### TEXT PASSAGE
----

On behalf of a half-baked company called “ixwebhosting”, Sparrow Chat would like to apologize for the almighty balls-up that caused said website to disappear from your monitors over the last forty-eight hours.

Normal service is not quite resumed, as certain images and other icons still need to be resurrected, but hopefully all will be back to normal within a day or so.

Good service: unfortunately, it’s becoming more and more difficult to find in this capitalistic world where money, not customer satisfaction, reigns as king, queen, and petty dictator.

Sparrow Chat’s back online, after forty-eight hours in the Stygian blackness, thanks to a web server host – ixwebhosting of Kentucky, a subsidiary of Ecommerce – who decided to upgrade their php systems without warning, sending God knows how many websites, including this one, crashing into the murky depths of technological annihilation.

No-one expects perfection. Problems occur in all walks of life, especially the technological landscape of the internet. It is, however, reasonable to anticipate some degree of consumer satisfaction in the form of a sympathetic ear, communication, and an assurance that all possible is being done to correct the problem that’s causing large quantities of one’s hair to cover the keyboard, as frustration mounts, and no-one, absolutely no-one, apparently is doing anything to put right the almighty cock-up that’s resulted in a bundle of error messages replacing the artistic, almost beautiful, webpage that graced one’s monitor just a few hours before.

In the trade, it’s known as “The Barricade”. Those of us with a few score years under our belt may remember a time when, not just lowly employees, but supervisors, managers, senior executives, and even company directors, were accessible to customers whose grouses might cause adverse publicity if heaven and earth were not moved to render their unhappiness nullified.

Now, “The Barricade” isolates these people from those they are contracted to serve.

“The Barricade” takes various forms. It may be a simple recorded message:

“Sorry, we’re not available till three weeks next Tuesday, and then only if it’s a leap year.”

Or possibly, a lowly, minimum wage, answering service employee, who’ll listen to your heart-rending tale of htaccess files interacting with modwobling server facilities in a critical mass of php overloads, while knitting her Filipino lesbian lover a new pair of gusset-free underpants, only to suggest you ring a number in Nor’ Nor’ West Bohemia and ask for Charles, who knows nothing about computers but can sell you ‘a luvly line in leopard-skin leotards’.

----

### SOURCE RECORDS
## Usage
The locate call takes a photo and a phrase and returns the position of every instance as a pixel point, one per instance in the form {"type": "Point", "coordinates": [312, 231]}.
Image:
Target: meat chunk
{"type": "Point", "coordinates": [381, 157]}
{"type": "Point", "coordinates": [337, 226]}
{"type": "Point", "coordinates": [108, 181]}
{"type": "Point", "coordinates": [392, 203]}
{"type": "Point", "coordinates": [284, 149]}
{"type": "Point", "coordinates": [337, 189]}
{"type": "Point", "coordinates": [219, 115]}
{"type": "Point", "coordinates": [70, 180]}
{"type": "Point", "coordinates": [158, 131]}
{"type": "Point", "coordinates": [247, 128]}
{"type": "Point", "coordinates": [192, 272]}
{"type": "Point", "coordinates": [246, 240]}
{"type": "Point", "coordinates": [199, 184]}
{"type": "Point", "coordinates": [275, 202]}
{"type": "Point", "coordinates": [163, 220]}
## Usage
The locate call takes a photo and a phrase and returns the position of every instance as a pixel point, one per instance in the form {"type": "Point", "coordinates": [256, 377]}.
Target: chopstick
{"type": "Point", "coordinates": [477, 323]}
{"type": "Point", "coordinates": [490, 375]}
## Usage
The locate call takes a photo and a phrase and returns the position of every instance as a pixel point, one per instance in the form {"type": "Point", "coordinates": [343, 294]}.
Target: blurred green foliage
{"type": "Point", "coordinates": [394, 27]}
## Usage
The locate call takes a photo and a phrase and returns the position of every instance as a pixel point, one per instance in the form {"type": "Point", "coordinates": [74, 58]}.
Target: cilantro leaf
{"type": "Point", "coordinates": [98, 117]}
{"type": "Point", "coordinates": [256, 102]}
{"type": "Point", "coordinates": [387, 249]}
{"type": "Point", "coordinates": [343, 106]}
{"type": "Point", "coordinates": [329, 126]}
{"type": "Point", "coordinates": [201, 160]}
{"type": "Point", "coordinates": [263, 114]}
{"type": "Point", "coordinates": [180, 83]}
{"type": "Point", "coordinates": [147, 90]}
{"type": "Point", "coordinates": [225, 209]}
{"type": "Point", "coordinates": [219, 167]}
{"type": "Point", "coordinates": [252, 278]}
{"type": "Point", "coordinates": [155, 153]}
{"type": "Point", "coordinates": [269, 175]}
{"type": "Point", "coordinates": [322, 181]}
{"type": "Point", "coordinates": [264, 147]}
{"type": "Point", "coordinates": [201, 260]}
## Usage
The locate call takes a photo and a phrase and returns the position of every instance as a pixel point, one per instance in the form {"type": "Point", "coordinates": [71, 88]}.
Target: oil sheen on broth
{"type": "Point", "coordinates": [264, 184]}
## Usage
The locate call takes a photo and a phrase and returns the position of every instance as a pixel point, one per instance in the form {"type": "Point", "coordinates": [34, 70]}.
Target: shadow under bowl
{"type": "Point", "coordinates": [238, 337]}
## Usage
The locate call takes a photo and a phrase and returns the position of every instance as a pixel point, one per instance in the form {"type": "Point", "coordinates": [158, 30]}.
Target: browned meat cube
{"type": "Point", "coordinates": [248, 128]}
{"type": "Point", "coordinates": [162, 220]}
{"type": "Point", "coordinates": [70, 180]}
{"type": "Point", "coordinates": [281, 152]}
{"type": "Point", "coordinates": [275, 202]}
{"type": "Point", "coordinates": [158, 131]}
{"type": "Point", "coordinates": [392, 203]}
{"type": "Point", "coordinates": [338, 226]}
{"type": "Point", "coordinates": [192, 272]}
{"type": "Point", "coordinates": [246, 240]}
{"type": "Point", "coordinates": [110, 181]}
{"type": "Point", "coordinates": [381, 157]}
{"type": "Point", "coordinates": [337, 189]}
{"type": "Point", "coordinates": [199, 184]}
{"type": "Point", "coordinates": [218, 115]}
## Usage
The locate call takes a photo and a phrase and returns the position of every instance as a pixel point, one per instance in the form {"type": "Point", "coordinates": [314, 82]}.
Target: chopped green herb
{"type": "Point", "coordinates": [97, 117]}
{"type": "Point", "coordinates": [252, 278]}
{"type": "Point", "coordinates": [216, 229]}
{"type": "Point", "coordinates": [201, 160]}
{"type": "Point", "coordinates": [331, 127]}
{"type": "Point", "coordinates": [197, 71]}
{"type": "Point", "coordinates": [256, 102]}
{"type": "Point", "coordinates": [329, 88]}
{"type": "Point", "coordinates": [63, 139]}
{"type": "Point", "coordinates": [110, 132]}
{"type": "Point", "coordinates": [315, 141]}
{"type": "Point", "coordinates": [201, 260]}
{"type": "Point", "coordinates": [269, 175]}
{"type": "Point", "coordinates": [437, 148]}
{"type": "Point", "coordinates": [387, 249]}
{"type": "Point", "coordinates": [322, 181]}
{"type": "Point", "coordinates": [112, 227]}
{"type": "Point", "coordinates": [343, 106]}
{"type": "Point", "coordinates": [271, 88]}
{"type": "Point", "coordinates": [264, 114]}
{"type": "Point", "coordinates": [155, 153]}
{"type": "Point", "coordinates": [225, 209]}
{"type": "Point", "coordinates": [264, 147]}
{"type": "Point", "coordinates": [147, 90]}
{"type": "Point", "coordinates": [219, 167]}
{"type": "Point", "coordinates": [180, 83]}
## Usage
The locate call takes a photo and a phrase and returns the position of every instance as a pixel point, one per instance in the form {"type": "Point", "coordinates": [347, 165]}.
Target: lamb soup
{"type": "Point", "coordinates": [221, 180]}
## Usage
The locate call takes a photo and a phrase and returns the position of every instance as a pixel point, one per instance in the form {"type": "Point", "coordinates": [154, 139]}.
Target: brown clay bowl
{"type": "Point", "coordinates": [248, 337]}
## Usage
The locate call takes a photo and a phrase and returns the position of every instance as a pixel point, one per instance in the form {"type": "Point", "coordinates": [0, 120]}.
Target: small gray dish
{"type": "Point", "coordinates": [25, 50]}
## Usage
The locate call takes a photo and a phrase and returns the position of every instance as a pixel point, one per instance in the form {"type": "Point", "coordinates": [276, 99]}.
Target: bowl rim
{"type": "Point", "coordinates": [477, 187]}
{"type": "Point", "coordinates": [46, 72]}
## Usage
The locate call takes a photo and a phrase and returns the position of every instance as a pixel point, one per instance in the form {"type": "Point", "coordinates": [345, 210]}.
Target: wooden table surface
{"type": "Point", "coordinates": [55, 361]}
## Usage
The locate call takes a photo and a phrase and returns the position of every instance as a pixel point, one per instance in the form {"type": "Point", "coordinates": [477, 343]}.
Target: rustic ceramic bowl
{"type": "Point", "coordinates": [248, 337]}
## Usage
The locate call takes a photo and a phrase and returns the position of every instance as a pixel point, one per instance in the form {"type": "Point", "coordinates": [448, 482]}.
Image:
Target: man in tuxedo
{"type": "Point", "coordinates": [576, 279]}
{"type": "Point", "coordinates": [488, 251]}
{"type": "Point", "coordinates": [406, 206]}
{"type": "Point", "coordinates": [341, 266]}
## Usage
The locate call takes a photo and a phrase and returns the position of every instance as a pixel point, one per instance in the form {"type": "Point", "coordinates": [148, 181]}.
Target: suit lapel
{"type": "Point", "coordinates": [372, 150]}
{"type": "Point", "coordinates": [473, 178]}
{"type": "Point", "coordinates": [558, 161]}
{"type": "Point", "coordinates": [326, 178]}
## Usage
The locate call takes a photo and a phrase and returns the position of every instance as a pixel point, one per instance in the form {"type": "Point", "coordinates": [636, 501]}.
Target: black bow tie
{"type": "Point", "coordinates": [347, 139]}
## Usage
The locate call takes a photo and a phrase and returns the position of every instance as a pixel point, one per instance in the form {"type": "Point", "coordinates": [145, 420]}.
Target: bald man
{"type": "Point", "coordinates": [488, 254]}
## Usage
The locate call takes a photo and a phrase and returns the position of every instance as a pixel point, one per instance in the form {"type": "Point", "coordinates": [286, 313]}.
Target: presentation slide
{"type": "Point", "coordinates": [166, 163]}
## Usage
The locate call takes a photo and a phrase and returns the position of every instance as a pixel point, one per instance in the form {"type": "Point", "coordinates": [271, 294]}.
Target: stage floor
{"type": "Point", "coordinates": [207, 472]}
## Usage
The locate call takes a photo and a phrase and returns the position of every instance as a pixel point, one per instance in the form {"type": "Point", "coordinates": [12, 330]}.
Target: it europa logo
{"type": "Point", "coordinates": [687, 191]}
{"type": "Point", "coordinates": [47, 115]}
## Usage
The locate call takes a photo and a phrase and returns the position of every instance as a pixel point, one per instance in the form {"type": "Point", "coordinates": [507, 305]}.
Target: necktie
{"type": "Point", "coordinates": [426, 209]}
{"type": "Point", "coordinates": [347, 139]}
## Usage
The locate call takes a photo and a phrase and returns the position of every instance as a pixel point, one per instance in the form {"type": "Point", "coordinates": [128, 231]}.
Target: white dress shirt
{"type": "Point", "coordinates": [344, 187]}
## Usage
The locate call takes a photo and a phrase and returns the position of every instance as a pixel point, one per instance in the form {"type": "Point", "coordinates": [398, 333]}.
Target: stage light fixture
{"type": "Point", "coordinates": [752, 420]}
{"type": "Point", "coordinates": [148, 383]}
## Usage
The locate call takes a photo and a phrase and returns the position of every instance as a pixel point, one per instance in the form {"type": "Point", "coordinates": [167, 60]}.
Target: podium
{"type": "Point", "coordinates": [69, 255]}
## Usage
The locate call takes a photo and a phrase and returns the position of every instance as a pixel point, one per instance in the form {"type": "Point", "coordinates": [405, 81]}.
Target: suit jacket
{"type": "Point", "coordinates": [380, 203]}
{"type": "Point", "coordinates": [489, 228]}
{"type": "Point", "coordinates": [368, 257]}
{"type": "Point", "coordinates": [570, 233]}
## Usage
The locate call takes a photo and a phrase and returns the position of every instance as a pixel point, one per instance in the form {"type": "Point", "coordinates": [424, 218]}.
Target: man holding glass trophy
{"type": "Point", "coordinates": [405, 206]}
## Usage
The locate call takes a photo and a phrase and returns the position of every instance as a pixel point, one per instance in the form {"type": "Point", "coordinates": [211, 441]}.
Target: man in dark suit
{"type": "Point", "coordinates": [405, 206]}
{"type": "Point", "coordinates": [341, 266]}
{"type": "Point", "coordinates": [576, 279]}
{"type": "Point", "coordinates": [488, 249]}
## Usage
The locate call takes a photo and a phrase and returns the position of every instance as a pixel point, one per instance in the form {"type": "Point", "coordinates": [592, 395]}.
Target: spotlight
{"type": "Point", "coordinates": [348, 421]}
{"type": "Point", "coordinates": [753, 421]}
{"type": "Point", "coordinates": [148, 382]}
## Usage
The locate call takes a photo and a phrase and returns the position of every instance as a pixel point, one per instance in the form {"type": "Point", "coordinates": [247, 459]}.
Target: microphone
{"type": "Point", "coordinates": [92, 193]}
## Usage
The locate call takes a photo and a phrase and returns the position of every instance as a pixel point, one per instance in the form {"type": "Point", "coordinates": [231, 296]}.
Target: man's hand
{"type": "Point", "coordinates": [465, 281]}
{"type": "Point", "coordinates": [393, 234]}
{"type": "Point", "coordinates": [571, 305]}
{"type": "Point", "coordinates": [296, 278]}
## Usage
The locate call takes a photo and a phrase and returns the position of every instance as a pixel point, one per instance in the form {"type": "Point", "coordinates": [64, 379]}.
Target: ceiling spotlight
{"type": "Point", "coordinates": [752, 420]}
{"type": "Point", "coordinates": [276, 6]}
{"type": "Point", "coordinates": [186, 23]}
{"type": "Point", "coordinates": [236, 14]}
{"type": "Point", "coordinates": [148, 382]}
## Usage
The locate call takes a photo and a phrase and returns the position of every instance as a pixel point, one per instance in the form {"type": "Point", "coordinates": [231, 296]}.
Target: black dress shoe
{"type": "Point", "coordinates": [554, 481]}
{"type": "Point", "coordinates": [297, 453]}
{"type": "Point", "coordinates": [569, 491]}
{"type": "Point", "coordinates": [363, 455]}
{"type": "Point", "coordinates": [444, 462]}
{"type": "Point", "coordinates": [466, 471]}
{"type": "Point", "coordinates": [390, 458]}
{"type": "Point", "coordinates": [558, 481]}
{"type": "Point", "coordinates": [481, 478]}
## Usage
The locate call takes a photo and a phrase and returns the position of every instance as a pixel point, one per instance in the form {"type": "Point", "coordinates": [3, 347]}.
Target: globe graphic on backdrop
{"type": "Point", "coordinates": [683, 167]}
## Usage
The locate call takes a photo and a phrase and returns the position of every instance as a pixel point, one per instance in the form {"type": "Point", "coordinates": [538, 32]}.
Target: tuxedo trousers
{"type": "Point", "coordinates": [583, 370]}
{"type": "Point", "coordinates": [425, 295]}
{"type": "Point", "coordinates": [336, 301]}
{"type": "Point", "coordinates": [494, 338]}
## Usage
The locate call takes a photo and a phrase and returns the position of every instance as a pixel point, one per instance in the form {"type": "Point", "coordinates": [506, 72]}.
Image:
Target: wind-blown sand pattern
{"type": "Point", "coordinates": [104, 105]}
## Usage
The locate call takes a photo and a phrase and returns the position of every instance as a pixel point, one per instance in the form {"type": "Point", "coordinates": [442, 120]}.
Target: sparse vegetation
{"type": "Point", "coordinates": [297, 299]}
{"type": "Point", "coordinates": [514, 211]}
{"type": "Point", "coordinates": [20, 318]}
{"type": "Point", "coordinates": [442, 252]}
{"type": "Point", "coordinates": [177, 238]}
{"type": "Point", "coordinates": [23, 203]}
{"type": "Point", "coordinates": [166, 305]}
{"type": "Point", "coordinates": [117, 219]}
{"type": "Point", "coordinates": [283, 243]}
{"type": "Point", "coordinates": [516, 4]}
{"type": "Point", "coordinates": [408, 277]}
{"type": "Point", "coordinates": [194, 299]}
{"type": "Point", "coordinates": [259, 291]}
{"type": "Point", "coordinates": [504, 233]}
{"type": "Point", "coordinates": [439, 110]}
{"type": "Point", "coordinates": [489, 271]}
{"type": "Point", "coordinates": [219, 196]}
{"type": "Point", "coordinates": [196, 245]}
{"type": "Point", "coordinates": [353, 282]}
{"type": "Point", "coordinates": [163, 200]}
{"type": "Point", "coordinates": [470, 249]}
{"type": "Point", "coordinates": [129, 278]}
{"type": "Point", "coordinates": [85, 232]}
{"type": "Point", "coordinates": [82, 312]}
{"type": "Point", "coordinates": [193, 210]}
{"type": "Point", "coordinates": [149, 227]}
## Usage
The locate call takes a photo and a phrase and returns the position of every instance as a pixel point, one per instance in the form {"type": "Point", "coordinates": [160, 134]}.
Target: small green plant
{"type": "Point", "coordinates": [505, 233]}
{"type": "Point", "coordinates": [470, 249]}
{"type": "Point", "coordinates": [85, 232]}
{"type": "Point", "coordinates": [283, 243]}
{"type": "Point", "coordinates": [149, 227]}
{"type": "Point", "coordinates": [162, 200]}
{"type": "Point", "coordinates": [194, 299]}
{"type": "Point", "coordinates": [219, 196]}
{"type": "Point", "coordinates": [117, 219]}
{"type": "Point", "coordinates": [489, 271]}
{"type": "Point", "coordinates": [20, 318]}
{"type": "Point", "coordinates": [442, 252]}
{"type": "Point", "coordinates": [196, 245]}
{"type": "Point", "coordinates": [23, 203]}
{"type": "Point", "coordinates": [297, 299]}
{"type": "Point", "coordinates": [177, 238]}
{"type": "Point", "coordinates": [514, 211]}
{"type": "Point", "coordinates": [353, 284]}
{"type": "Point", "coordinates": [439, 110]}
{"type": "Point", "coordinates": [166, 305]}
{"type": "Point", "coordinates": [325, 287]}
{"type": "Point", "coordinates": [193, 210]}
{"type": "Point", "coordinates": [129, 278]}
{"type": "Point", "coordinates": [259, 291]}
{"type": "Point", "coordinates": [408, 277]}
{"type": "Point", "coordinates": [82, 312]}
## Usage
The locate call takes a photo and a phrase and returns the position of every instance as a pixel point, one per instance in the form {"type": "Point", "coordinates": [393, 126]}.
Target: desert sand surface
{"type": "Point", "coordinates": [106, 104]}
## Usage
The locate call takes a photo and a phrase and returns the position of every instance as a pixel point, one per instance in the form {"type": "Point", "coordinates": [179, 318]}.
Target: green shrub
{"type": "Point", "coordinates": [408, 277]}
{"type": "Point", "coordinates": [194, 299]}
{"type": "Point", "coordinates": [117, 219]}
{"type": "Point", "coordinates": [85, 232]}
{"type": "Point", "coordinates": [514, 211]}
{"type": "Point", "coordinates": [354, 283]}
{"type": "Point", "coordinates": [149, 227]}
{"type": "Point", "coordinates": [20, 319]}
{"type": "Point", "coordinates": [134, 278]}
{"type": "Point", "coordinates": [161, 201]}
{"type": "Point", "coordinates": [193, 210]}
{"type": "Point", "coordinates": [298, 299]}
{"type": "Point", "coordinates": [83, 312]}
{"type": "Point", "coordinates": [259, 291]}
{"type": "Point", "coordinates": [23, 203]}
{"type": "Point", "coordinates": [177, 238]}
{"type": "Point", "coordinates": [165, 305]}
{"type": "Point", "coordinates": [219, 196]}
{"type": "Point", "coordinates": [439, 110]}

----

### OBJECTIVES
1) Which lines in the rows contain the string "surface"? Copy each of those lines, matching case exactly.
2) How would the rant about Sparrow Chat's web hosting outage go on? Continue it from the end of its last sentence.

### ANSWER SET
1)
Target: wooden table surface
Target: desert sand surface

2)
We’ve all, at some time, come up against the piece de resistance: the 1-800 number with sixty-five thousand different menu options, each one directing you to a further two hundred and fifty more specific alternatives, before reaching the moment of high delirium when it is vaguely suggested a human voice may be available by selecting a fifteen digit number with the addition of two stars and something called a ‘pound’ key. High delirium transposes to psychotic fury on being informed:

“You are only the three hundred and forty-second customer in our queue. Please hold.”

“The Barricade” is the latest capitalist weapon. No longer is it deemed necessary to supply customer service. Companies now are so huge that individual consumers have lost their importance. When there are only four or five companies in the world supplying a particular service, and four or five of those four or five are owned by the same multinational corporation, the loss of one customer due to bad service is hardly a problem when that consumer moves his custom to another of those four or five companies, owned by the same multinational.

Provided “The Barricade” is in place – a few low-paid, Indian or Mongolian, workers prepared to operate a headset for two bags of rice a month, – the executives can sit back, reap the huge profits, and not have to concern themselves with dissatisfied customers baying for their blood.

Such is ixwebhosting – a subsidiary of Ecommerce.

If Sparrow Chat disappears from your monitors again in the not too distant future, be not mortified. It will simply mean we’re moving servers. It may be difficult to discover a new web-host, not affiliated to Ecommerce, but the research is already underway.

Meanwhile, perhaps we should consider that the time has come when we, the People – like the French in 1789 – should gird our loins and prepare to storm, “The Barricades”.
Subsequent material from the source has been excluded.